-- Tâches à réaliser --
[1] D'après l'entretien sur l'arbitrage, quelle compétition la personne interrogée a-t-elle en ligne de mire ?
[2] Reproduisez à l'identique tout ce qui va de « Quels sont tes » jusqu'à « mire l’Eurobasket 2022. » dans l'entretien sur l'arbitrage.
[3] Pour chacune des affirmations suivantes, indiquez si elle concorde avec l'entretien sur l'arbitrage : répondez par oui ou par non, puis citez mot pour mot le passage qui permet de trancher.
(a) Parmi les objectifs à court terme de la personne interrogée figure le fait d'officier sur les phases finales de la Jeep Elite.
(b) La personne interrogée compte cesser d'arbitrer avant d'atteindre 50 ans.
(c) Coacher les jeunes arbitres est ce qui anime les objectifs à plus long terme de la personne interrogée.

Mais c’est vrai qu’il manquait cette saison ce paramètre qui fait vibrer les joueurs, et nous par la même occasion. On va dire que c’est comme manger une salade sans assaisonnement…« 

Quels sont tes objectifs à court et long terme ?

« Mes objectifs à court terme sont d’officier sur les phases finales de la Jeep Elite (en espérant qu’il y en ait…) et de rester performant au plus haut-niveau. Puis de maintenir le cap dans le groupe Elite monde avec en ligne de mire l’Eurobasket 2022.

A plus long terme, rester apte techniquement et physiquement quand j’aurais passé la barre des 50 ans…

Je souhaite aussi continuer à enseigner les valeurs associées à l’arbitrage et préparer nos jeunes arbitres de demain. Coacher ces jeunes est vraiment ce qui anime mes objectifs à plus long terme.

Que fais-tu à côté de l’arbitrage ?

-- Données fournies --
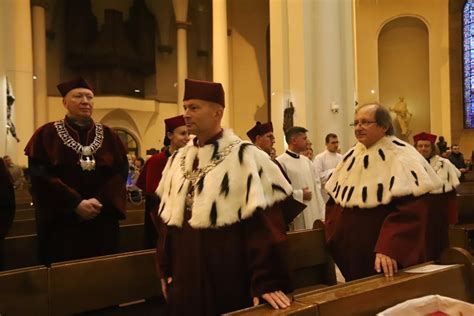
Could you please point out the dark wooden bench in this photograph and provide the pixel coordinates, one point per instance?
(22, 250)
(96, 283)
(25, 222)
(310, 263)
(462, 234)
(374, 294)
(24, 292)
(25, 213)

-- Réponses par numéro --
[1] L'Eurobasket 2022.

[2]
Quels sont tes objectifs à court et long terme ?

« Mes objectifs à court terme sont d’officier sur les phases finales de la Jeep Elite (en espérant qu’il y en ait…) et de rester performant au plus haut-niveau. Puis de maintenir le cap dans le groupe Elite monde avec en ligne de mire l’Eurobasket 2022.

[3]
(a) Oui : « Mes objectifs à court terme sont d’officier sur les phases finales de la Jeep Elite »
(b) Non : « A plus long terme, rester apte techniquement et physiquement quand j’aurais passé la barre des 50 ans »
(c) Oui : « Coacher ces jeunes est vraiment ce qui anime mes objectifs à plus long terme. »